Exercise:
Can you turn the lines of the records below into a numbered list, leaving out any blank lines?

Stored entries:
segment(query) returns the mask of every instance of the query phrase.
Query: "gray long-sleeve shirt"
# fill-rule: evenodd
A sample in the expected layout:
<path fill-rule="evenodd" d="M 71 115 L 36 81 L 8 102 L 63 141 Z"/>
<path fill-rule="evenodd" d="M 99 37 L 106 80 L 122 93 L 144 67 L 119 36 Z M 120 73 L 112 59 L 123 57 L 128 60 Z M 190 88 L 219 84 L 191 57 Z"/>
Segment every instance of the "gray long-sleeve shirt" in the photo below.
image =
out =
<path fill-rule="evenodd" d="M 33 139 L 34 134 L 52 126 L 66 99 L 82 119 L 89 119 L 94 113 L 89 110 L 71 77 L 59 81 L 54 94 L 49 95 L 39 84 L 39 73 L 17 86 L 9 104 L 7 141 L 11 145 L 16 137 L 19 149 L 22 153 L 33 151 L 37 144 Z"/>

Problem solution:
1. segment(query) returns the mask of every instance of the query phrase.
2. Query: "gray long-sleeve shirt"
3. # fill-rule: evenodd
4. A sample in the expected layout:
5. <path fill-rule="evenodd" d="M 71 115 L 36 81 L 8 102 L 63 141 Z"/>
6. <path fill-rule="evenodd" d="M 99 37 L 106 80 L 122 93 L 144 67 L 119 36 Z M 120 73 L 112 59 L 123 57 L 128 60 Z M 190 88 L 219 84 L 191 57 Z"/>
7. Segment every instance of the "gray long-sleeve shirt" in the photo below.
8. image =
9. out =
10. <path fill-rule="evenodd" d="M 33 139 L 34 134 L 52 126 L 66 99 L 82 119 L 89 119 L 94 113 L 89 110 L 71 77 L 59 81 L 54 94 L 49 95 L 39 84 L 39 73 L 17 86 L 9 104 L 7 141 L 11 145 L 16 137 L 19 149 L 22 153 L 33 151 L 37 144 Z"/>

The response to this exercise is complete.